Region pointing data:
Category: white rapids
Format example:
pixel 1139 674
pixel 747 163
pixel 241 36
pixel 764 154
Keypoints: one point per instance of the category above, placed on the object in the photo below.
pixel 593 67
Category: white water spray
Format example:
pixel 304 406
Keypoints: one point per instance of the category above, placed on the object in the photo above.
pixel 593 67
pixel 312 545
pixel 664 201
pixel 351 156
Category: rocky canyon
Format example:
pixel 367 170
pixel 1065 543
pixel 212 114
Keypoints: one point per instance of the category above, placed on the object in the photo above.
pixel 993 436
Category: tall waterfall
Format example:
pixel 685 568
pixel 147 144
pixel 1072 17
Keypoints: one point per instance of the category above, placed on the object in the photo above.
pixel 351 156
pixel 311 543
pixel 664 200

---

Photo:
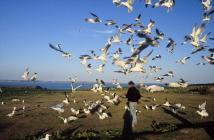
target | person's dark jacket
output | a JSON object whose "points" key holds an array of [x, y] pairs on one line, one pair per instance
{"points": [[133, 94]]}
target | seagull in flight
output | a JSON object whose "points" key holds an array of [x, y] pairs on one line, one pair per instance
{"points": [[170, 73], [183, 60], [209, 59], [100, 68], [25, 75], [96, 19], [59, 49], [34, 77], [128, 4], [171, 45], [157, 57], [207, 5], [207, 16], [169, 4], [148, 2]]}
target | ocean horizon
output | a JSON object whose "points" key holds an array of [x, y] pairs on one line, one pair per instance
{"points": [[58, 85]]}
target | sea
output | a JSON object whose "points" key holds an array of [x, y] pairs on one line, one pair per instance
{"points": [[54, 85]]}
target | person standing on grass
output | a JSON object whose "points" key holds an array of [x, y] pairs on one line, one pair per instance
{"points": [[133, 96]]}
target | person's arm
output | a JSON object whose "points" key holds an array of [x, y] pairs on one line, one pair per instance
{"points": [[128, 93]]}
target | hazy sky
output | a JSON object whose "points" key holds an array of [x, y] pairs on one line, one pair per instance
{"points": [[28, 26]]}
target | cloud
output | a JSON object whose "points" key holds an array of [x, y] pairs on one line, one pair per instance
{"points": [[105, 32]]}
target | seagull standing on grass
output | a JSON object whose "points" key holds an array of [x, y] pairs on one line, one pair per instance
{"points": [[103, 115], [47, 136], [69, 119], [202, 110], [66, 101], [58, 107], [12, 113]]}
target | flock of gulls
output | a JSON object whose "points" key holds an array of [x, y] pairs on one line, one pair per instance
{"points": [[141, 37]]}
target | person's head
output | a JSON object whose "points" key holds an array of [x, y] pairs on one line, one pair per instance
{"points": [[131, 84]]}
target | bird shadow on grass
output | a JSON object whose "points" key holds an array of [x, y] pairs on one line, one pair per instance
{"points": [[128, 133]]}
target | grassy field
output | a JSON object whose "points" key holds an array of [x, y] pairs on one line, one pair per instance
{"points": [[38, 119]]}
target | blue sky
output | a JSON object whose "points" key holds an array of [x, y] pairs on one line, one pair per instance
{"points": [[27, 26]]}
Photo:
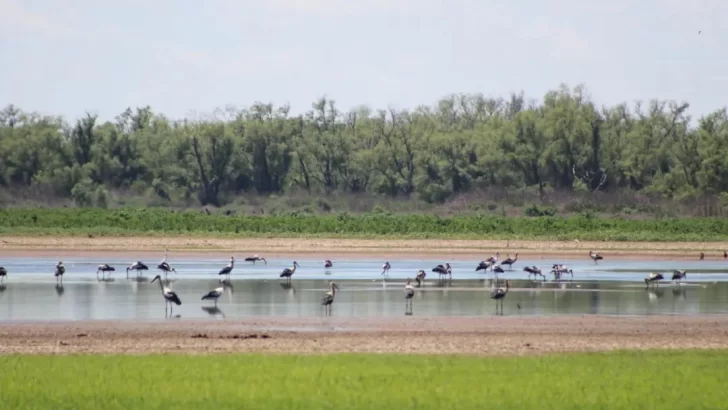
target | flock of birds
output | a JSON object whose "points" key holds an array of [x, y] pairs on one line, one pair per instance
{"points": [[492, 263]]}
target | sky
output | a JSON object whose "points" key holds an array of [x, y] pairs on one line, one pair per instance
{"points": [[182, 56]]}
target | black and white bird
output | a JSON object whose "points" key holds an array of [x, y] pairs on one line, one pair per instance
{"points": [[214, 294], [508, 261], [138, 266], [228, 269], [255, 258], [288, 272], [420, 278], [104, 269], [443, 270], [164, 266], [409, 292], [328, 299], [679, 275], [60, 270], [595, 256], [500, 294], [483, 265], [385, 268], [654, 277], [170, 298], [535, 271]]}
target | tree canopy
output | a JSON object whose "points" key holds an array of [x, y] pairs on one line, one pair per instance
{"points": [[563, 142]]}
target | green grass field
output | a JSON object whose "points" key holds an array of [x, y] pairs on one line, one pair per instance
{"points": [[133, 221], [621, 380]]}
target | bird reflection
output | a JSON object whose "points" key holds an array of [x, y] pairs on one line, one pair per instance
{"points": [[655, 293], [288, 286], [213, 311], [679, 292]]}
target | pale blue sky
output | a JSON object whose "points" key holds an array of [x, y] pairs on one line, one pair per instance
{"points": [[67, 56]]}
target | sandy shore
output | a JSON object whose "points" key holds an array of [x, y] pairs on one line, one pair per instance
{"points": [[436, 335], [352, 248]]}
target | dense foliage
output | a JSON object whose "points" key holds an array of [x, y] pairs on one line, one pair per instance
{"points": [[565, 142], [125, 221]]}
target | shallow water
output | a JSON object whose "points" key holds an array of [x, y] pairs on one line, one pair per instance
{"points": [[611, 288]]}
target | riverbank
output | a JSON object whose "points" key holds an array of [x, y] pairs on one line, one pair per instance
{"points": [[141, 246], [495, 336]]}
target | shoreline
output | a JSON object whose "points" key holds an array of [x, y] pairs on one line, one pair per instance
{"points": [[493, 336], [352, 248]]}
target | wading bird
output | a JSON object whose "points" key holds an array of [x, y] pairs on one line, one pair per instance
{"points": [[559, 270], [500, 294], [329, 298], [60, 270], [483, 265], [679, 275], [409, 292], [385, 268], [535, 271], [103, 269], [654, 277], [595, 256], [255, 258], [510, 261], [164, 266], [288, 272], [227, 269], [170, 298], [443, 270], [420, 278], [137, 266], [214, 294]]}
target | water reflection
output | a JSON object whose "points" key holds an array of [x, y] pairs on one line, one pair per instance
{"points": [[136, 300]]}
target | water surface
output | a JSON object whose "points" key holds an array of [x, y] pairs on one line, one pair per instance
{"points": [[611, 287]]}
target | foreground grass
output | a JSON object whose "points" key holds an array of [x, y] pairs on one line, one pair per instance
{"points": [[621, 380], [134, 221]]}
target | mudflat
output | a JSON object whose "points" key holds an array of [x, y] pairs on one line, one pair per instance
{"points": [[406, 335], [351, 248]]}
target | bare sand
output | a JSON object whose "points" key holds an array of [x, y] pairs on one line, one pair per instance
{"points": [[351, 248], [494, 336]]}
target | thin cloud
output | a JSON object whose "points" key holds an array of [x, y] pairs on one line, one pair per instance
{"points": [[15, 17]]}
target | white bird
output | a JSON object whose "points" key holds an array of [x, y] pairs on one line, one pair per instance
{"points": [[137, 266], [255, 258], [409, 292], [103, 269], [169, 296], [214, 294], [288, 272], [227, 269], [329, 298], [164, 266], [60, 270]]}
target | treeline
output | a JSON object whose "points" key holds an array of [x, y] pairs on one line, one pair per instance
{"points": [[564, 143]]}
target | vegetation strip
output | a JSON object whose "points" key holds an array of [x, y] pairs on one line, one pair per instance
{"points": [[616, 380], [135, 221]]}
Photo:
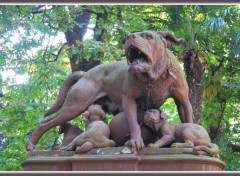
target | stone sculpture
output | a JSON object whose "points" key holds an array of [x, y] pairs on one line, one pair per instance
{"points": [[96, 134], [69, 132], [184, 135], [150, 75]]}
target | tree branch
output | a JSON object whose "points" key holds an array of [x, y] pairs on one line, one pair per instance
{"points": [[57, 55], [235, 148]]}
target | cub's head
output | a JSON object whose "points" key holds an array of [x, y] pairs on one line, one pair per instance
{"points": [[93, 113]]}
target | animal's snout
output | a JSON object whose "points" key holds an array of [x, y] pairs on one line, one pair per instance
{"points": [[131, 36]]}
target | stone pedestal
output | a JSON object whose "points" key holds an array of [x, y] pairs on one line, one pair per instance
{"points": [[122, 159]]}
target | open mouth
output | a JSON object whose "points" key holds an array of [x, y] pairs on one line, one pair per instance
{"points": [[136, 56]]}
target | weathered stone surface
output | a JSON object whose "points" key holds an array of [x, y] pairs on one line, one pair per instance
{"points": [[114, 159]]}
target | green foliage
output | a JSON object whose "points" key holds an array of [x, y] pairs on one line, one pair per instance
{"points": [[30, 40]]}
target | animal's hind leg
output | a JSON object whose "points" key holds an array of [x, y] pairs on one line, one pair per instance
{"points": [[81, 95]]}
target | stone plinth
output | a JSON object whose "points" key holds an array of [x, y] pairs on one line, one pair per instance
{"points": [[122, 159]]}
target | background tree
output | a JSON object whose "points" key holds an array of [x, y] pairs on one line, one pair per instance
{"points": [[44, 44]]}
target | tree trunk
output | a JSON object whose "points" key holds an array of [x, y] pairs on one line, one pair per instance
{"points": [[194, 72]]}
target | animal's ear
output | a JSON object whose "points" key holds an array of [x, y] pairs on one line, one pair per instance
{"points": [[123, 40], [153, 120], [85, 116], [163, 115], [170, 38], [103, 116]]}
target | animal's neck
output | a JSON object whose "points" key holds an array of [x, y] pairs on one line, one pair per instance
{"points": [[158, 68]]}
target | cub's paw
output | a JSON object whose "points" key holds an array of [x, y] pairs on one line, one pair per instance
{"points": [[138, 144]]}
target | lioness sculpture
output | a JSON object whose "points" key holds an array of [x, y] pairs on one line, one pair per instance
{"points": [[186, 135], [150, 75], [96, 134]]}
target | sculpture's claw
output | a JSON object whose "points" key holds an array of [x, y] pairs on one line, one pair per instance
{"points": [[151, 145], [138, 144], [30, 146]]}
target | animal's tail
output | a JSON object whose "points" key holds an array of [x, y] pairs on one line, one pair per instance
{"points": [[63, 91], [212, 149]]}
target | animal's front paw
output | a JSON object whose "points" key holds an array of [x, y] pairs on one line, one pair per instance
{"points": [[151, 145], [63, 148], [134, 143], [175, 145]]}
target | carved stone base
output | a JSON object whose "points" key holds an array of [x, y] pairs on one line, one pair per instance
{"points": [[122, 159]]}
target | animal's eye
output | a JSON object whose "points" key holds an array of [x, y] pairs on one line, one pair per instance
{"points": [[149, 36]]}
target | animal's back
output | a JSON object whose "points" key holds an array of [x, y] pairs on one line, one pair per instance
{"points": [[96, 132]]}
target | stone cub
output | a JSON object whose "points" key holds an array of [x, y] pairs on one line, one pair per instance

**Directions**
Retype, exactly and in full, the lines above from the one containing "Category: white rapids" through the one containing "pixel 304 406".

**Result**
Category: white rapids
Format example:
pixel 1139 674
pixel 747 163
pixel 241 36
pixel 764 154
Keypoints: one point per instance of the category above, placed on the object in the photo below.
pixel 593 67
Category: white water spray
Format example:
pixel 304 406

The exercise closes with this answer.